## Goal:
Extract every line of the records below verbatim, leaving the pictures out of your answer.

## Exercise materials:
* start *

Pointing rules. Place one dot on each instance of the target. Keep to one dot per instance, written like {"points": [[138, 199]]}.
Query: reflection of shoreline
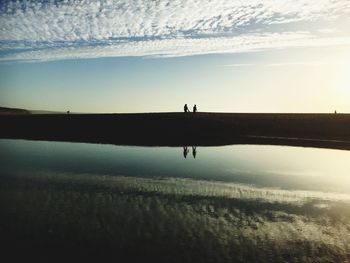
{"points": [[176, 129]]}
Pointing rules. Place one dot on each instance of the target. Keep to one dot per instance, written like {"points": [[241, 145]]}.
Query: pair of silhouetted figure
{"points": [[186, 150], [187, 110]]}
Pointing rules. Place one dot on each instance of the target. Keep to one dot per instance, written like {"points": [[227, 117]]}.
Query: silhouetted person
{"points": [[194, 151], [186, 150], [186, 108]]}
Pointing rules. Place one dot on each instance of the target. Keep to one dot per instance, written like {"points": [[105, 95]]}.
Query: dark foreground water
{"points": [[241, 203]]}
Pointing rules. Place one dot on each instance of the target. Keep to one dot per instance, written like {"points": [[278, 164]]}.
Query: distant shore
{"points": [[179, 129]]}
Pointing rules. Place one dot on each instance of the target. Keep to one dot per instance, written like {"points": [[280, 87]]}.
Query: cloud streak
{"points": [[50, 30]]}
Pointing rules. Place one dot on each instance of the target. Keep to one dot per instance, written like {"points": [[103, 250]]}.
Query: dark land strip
{"points": [[179, 129]]}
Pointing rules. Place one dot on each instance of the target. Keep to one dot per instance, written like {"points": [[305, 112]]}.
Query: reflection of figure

* end *

## Solution:
Pointing rules. Place one dot on each instance of the target. Keep to one dot per instance, written like {"points": [[138, 199]]}.
Query: reflection of shoreline
{"points": [[176, 129]]}
Pointing rules. Place one dot on each instance of the target. Keep to one dot per instance, written like {"points": [[241, 145]]}.
Query: pair of silhouetted figure
{"points": [[186, 150], [187, 110]]}
Pointing rules. Place one dot on each instance of the target. Keep to one dot per instance, written like {"points": [[227, 117]]}.
Query: silhouetted person
{"points": [[194, 151], [186, 150], [186, 108]]}
Pointing rules. Place one dot on each instance of the target. Keep to one dot per instance, written like {"points": [[105, 95]]}.
Query: dark foreground water
{"points": [[241, 203]]}
Pointing rules. Place one dot on each instance of the target. Keep to one dot per instance, written like {"points": [[278, 164]]}.
Query: distant shore
{"points": [[179, 129]]}
Pointing rules. Place one dot on each instance of the target. Keep to one dot per instance, written like {"points": [[280, 87]]}.
Query: cloud streak
{"points": [[50, 30]]}
Pointing rules. Place one dot on each instance of the target. Keep to one dot per instance, written like {"points": [[103, 250]]}.
Query: dark land strip
{"points": [[179, 129]]}
Pointing rules. Place one dot on each instance of the target. Keep to one dot per instance, written like {"points": [[305, 112]]}.
Query: reflection of figure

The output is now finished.